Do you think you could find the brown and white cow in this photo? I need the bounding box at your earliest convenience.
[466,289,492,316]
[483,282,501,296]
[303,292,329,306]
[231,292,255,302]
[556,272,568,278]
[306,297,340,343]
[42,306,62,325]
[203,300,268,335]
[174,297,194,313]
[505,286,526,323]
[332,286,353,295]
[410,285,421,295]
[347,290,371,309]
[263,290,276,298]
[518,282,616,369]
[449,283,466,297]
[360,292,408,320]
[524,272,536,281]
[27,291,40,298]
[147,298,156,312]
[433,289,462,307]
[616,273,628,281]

^^^^

**Task goal**. Restate the full listing word for word, leaving out nothing.

**Response to this task**.
Do you think you could find the brown and white cow in this photo? I need the bounding box at your earliest convenience.
[466,289,492,316]
[483,282,501,296]
[303,292,329,306]
[231,292,255,302]
[556,272,568,278]
[306,297,340,343]
[42,306,62,325]
[203,300,268,335]
[174,297,194,313]
[505,286,526,323]
[332,286,353,295]
[410,285,421,295]
[347,290,371,309]
[263,290,276,298]
[518,282,616,369]
[449,283,466,297]
[360,292,408,320]
[524,272,536,281]
[27,291,40,298]
[147,298,156,312]
[433,289,462,307]
[616,273,628,281]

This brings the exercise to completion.